社会民主主義は資本主義、議会政治により発生する貧困、失業などを政府が積極的に介入し、実質的な公正や機会平等を重視します。共産主義とは異なり、暴力革命は否定し、議会の中で社会の改良を目指します。

リバタリアニズムは他者の財産権を侵害しない限りは行動の事由は確保されるべきであるとする自由至上主義的な考え方です。

「徴税」によって富を再分配する行為は、その目的がどんなに正しいものであったとしても、公権力による財産権の侵害以外であり、してはいけないことであると考えます。もちろん豊かな人間が自分の意志で貧困者を助けるのは勝手ですが、それを国が矯正してはいけない、というわけです。国家の強制的な財産権の侵害には反対ですから、国民皆保険や国民年金にも反対します。各人が自分で民間の保険や年金に入ればいい、という考え方です。

リベラリズムは個人の自由を確保するために政府に寄る富の再分配や法的規制を肯定します。元々貧しい人が奴隷になり自由を侵害されるのを避けるために、ある程度の徴税はするべきであるという考え方です。

リバタリアニズムとリベラリズムはどちらも自由を善とするという点では同じですが、自由を保証するための方法で意見が別れているわけです。

国民負担率とは

GDPに対する税負担+社会保険料負担の割合を国民負担率といいます。国民負担率が多くなると個人や企業が自由に使えるお金(手取り収入)が減りますが、その分社会保障が充実します。国民負担率が高くなるとそれとは逆の現象が起きます。日本の平成278年時点での国民負担率は約44%で、OECD加盟国の中では下位に位置していています。

加盟国の中で最も国民負担率が高いのはルクセンブルクで約95%、最も低いのはメキシコで約22%です。その他ドイツは約53%、イギリスは約47%、米国は約32%と鳴っています。

税金を払わないとどうなるか

税金は正確に申告し、決められた期限までに納税しなければなりません。会社員の場合は会社が勝手に申告・納税してくれますが、自営業者の場合は自力でやらなければならないため申告漏れを起こす可能性があります。また、会社員でも固定資産税などをうっかり滞納してしまうケースは考えられます。

税金を滞納してしまった場合、まずは自宅に督促状と呼ばれる書類が届きます。これは簡単に言えば「税金を払ってください」というお願いの書面です。督促状が届くまでの期間は税金の種類によって異なりますが、例えば所得税の場合は本来の納期期限から原則50日以内に督促状が送られてきます。

また、延滞をするとその理由にかかわらず延滞税が発生します。延滞期間が2ヶ月以内の延滞税率は原則7.3%ですが、現在は2.7%に減免されています。延滞期間が2ヶ月を超えた部分の延滞税率は原則14.6%ですが、現在は9.0%に減免されています。

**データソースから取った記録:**

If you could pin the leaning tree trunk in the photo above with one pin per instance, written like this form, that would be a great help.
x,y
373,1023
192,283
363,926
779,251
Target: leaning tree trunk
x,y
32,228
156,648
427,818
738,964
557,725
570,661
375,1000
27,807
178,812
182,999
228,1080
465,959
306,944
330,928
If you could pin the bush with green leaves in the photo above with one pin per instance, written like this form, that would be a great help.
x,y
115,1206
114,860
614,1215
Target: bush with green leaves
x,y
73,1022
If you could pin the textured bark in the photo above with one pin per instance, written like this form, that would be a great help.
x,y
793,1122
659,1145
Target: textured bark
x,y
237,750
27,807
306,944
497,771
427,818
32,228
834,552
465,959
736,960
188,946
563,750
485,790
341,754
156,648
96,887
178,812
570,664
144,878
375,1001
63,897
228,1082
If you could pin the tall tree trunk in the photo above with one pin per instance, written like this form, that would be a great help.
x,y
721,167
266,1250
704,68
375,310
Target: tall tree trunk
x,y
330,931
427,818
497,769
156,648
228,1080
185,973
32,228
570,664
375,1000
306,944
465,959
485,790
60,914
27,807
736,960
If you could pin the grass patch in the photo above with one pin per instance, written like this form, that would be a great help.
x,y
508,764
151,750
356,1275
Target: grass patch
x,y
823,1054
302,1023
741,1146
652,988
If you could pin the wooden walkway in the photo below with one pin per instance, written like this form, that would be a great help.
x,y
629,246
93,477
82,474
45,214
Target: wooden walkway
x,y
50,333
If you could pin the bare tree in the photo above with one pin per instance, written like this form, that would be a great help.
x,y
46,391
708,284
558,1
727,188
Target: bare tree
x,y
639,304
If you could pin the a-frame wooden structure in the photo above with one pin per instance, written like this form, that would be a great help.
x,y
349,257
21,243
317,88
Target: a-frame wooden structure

**やること:**
1. 元の文章の「加盟国の中で最も国民負担率が高いのは」で始まる段落に出てくる国の名前を、すべて書き出してください。
2. 元の文章のうち、「税金を払わないとどうなるか」から「しまうケースは考えられます。」までの部分を、一字も変えずにそのまま写してください。

**こたえ:**
1. ルクセンブルク、メキシコ、ドイツ、イギリス、米国

2.
税金を払わないとどうなるか

税金は正確に申告し、決められた期限までに納税しなければなりません。会社員の場合は会社が勝手に申告・納税してくれますが、自営業者の場合は自力でやらなければならないため申告漏れを起こす可能性があります。また、会社員でも固定資産税などをうっかり滞納してしまうケースは考えられます。